TASK REQUIREMENTS: Would you return, word for word, the lines of the data below from the line with "point_to marks one point per instance of the man" through the line with "point_to marks one point per instance of the rescue", and no others?

Entries taken from a collection:
--- START ---

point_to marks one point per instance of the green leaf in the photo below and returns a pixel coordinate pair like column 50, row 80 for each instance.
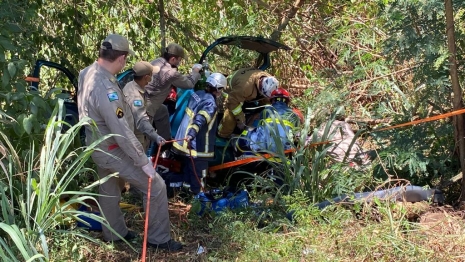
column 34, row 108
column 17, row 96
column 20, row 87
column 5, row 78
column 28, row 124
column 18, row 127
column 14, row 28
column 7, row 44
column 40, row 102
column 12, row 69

--- END ---
--- START ---

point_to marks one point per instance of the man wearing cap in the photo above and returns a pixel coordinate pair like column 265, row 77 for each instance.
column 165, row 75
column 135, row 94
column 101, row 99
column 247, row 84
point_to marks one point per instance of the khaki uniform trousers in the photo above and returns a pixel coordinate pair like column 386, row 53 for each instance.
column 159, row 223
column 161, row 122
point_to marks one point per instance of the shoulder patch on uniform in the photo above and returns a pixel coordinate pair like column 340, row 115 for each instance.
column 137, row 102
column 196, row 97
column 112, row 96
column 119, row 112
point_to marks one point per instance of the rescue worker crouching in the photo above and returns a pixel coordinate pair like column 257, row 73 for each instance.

--- END ---
--- START ---

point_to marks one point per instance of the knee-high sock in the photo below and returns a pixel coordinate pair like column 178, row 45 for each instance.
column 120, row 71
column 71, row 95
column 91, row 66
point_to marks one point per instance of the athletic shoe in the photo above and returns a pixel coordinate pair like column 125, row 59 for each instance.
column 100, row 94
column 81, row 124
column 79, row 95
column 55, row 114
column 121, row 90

--- END ---

WRITTEN SOLUTION:
point_to marks one point per instance of the man wearing cap in the photo above and returns a pixel coordinate pair like column 265, row 77 for each instance.
column 165, row 75
column 135, row 94
column 101, row 99
column 247, row 84
point_to marks one point per instance of the khaki uniform trousers in the photo above and returns a pixel coordinate pair like column 386, row 53 for each instance.
column 159, row 223
column 161, row 122
point_to marks one point per instance of the shoulder patch on uniform in the photo above and returns a pixel coordinate pair like column 340, row 115 for each instance.
column 137, row 102
column 196, row 97
column 112, row 96
column 119, row 112
point_to marks one point per instance of the rescue worker crouching in the photo above and returns a pixel coordinate pair like column 257, row 73 for each instance.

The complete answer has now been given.